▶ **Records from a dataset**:
=====
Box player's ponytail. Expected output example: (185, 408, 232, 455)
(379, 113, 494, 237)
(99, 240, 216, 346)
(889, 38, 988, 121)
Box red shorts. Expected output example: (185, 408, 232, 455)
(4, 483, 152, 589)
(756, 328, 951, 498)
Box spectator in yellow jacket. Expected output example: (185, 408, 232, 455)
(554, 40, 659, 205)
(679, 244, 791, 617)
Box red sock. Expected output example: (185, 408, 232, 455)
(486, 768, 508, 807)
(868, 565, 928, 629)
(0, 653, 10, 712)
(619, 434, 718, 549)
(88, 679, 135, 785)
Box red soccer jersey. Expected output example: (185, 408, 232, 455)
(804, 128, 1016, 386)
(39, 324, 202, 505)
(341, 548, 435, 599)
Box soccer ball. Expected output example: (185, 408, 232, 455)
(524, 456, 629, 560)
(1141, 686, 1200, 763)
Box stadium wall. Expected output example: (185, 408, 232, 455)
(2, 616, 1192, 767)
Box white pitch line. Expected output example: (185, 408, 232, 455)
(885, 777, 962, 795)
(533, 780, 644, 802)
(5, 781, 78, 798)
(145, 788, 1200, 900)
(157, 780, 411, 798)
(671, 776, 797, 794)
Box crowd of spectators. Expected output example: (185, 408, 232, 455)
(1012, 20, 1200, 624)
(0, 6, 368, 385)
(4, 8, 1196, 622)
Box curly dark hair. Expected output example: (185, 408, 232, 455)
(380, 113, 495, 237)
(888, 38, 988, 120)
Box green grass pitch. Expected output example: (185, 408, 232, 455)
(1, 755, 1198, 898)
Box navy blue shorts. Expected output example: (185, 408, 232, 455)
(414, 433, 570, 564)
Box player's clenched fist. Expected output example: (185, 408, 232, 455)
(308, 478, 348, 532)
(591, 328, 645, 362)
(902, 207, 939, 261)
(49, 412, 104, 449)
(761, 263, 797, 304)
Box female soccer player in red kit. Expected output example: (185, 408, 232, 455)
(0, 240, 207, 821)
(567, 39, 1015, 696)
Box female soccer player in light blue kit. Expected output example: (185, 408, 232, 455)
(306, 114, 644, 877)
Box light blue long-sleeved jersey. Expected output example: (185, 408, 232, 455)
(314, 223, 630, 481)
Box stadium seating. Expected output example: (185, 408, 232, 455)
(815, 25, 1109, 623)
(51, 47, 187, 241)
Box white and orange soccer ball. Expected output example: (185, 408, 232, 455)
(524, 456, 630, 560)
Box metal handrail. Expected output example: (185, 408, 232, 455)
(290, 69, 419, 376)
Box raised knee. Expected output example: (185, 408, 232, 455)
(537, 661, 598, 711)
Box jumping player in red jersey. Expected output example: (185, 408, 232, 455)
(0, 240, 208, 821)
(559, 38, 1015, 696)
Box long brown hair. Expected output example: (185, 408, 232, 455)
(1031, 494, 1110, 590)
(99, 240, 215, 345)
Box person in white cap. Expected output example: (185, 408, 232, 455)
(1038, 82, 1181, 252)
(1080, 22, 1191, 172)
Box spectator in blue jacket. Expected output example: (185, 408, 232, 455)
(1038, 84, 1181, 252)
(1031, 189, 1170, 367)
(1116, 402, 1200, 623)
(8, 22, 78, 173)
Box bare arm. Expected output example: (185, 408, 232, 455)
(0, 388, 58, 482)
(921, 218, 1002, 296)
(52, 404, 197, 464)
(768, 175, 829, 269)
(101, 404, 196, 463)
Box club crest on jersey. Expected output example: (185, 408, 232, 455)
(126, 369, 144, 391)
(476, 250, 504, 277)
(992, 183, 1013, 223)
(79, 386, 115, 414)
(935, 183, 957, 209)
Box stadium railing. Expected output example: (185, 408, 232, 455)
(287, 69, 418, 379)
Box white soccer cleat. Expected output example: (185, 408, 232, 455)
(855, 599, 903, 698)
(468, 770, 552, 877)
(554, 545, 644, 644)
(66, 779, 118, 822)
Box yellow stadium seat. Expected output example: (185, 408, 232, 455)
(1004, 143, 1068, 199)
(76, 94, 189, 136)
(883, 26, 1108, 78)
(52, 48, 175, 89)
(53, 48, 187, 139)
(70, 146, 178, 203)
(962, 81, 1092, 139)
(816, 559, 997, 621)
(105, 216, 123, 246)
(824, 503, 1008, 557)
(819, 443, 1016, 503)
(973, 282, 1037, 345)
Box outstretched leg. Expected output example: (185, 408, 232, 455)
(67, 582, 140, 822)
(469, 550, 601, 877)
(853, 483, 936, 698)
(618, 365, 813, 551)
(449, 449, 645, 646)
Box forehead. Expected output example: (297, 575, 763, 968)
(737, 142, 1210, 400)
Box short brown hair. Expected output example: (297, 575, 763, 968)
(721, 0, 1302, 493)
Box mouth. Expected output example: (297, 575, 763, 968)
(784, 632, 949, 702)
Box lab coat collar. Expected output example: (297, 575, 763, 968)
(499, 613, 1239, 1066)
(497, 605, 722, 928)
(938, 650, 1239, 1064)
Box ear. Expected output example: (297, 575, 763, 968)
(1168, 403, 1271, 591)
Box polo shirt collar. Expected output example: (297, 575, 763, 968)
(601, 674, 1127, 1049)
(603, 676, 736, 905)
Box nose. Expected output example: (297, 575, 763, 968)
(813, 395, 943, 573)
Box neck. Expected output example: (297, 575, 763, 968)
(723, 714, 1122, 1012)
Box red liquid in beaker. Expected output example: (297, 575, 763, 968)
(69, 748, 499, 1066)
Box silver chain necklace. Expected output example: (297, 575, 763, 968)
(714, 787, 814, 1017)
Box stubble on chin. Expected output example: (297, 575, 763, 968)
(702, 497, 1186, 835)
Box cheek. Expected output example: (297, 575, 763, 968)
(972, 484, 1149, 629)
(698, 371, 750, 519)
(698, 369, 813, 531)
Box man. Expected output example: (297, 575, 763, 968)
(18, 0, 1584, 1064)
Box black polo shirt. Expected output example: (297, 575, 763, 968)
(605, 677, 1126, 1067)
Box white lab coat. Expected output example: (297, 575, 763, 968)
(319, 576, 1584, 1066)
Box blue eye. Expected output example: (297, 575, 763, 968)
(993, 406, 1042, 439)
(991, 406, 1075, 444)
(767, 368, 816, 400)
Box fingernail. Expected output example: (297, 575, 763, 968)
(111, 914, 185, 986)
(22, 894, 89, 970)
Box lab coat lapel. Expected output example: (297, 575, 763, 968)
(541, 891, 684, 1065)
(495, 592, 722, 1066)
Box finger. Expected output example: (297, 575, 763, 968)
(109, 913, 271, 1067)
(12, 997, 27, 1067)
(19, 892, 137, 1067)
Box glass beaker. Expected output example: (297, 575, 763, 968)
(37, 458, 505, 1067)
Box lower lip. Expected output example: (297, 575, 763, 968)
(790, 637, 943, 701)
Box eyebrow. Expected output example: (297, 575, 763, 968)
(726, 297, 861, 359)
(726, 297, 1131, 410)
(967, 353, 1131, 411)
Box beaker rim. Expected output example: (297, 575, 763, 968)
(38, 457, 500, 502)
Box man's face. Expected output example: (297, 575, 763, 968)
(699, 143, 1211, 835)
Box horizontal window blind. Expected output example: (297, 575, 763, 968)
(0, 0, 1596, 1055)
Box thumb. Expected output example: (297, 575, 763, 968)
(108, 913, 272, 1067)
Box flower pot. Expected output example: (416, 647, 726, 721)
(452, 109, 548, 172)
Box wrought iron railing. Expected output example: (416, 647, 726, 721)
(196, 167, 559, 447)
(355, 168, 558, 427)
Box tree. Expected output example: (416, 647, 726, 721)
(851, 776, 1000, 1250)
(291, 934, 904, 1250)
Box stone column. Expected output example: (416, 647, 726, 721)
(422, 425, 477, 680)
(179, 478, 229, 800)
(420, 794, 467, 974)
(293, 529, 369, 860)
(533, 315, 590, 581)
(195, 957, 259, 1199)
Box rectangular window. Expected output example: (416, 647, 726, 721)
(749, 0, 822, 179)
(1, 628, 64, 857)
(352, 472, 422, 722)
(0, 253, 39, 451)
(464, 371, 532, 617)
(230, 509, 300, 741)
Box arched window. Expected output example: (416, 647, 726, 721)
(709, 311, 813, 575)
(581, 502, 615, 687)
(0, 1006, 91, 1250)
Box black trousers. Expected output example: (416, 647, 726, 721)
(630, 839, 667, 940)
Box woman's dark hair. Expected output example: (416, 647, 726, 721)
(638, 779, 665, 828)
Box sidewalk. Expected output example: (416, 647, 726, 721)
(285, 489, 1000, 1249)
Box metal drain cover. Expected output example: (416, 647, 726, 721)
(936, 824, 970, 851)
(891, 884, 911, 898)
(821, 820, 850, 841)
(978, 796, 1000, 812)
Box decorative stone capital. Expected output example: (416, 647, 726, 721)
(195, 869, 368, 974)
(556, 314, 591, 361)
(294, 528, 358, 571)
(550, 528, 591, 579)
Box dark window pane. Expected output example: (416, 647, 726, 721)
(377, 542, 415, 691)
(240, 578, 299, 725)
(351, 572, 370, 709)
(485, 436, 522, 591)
=====
Starting at the line that contains "Box black trousers.", copy each line through the last one in the records, exactly, and output nothing else.

Box black trousers. Expected output example: (416, 647, 726, 721)
(630, 839, 667, 940)
Box woman's dark hair. Expected output example: (416, 647, 726, 721)
(638, 779, 665, 828)
Box sidewalk. Expected output example: (416, 647, 726, 721)
(285, 489, 1000, 1249)
Box metal drain cover. Expected output example: (416, 647, 726, 721)
(936, 824, 970, 851)
(891, 884, 911, 898)
(821, 820, 850, 841)
(978, 796, 1000, 812)
Box decorative stone capital. Expected output example: (416, 647, 726, 721)
(195, 869, 368, 974)
(556, 314, 591, 361)
(294, 528, 358, 571)
(550, 528, 591, 579)
Box dark window pane. Expected output example: (416, 647, 726, 721)
(377, 542, 415, 691)
(240, 578, 299, 725)
(351, 572, 370, 709)
(485, 436, 522, 591)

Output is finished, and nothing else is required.